=== Quoted passage ===
---------------

I have a list of dictionaries. Each dictionary holds counts of various 'words', e.g.:

py> countdicts = [
...     dict(a=9, b=9, c=9),
...     dict(a=8, b=7),
...     dict(a=4, b=5, c=12)]

I need to select dicts with the constraint that the number of each 'word' totalled over all selected dicts doesn't exceed a given MAX_VALUE. Right now, I do this by:

py> def select(dicts, n):
...     result = []
...     counts = {}
...     def doadd(d):
...         for label, count in d.iteritems():
...             if counts.get(label, 0) + count > n:
...                 return False
...         return True
...     for d in dicts:
...         if doadd(d):
...             result.append(d)
...             for label, count in d.iteritems():
...                 counts[label] = counts.get(label, 0) + count
...     return result
...

---------------

=== Listed records ===
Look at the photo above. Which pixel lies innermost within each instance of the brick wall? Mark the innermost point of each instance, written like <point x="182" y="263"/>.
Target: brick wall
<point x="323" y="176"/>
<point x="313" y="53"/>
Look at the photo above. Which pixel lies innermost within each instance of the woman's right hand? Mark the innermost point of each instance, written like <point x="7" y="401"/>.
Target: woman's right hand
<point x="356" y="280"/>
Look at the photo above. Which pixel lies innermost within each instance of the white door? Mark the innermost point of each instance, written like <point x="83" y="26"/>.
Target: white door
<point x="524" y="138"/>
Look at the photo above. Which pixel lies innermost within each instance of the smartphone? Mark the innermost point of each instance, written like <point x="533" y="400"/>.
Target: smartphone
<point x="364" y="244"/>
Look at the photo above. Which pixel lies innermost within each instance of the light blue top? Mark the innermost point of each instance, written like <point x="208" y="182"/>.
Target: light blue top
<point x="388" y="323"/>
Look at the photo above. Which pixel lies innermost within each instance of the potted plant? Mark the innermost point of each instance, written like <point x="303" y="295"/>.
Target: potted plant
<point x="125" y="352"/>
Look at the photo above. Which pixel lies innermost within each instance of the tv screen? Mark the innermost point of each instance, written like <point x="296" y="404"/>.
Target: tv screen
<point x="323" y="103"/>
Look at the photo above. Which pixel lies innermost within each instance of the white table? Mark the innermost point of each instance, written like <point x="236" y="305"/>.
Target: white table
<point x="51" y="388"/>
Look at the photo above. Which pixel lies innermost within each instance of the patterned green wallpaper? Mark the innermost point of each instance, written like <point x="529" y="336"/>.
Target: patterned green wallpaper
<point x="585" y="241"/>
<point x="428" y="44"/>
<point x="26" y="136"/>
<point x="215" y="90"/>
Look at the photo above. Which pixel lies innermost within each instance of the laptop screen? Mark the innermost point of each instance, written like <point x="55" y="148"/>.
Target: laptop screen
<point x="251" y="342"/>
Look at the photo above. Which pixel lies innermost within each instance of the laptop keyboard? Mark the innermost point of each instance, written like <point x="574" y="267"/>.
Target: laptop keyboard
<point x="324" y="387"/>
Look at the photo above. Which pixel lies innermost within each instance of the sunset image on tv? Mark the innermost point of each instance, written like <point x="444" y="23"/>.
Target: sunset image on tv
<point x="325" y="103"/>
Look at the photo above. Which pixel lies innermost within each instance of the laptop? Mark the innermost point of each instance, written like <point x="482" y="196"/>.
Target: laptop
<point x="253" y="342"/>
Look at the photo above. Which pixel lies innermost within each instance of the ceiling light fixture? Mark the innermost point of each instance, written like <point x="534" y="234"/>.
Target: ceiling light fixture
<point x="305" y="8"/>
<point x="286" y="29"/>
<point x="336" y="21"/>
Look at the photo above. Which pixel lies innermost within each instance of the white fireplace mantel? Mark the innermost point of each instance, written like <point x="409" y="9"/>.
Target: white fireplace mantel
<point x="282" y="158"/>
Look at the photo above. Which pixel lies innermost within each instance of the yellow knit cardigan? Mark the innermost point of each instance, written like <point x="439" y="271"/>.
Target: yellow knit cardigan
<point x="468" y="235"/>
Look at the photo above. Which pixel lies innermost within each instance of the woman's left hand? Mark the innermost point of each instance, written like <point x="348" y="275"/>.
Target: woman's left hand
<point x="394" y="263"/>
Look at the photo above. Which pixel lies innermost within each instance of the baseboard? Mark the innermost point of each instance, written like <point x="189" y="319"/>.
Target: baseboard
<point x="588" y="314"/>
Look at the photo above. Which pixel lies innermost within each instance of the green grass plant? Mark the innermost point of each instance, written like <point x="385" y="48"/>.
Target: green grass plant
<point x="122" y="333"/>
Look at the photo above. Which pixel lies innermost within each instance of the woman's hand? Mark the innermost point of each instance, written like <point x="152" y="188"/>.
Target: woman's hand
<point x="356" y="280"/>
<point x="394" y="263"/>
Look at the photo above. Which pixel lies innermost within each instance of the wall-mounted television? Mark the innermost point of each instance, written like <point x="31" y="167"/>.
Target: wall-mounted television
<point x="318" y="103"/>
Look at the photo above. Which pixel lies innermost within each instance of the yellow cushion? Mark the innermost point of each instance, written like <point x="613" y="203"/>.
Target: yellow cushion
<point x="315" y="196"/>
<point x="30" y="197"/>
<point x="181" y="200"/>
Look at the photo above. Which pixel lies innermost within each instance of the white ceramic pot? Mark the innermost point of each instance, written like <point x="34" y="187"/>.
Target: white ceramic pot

---------------

=== Direction ===
Continue the post above about selecting dictionaries of word counts under a maximum total, picking up right after its code.

=== Task result ===
Basically, I use a greedy approach -- adding a dict each time if I can. This leads to some suboptimal solutions given that, while the total counts must not exceed MAX_VALUE, I'd like them to be as close to MAX_VALUE as possible. An example of data on which my select function produces such a suboptimal solution:

py> countdicts = [
...     dict(a=9, b=9, c=9),
...     dict(a=8, b=7),
...     dict(a=4, b=5, c=12)]
py> select(countdicts, 12)
[{'a': 9, 'c': 9, 'b': 9}]

The better solution would have been to select the second two dicts -- then all 'words' would have count 12.

I don't need an optimal solution; in fact, the solution I have right now is tolerable. But if anyone knows a simple way to improve my performance, I'd appreciate it. Thanks!

STeVe

P.S. No, I'm not just making these problems up! I'm sick, but not that sick. ;) It has to do with resampling a set of data... If you're really interested, I can provide the full details, but they'll only make the problem even _more_ complicated. =)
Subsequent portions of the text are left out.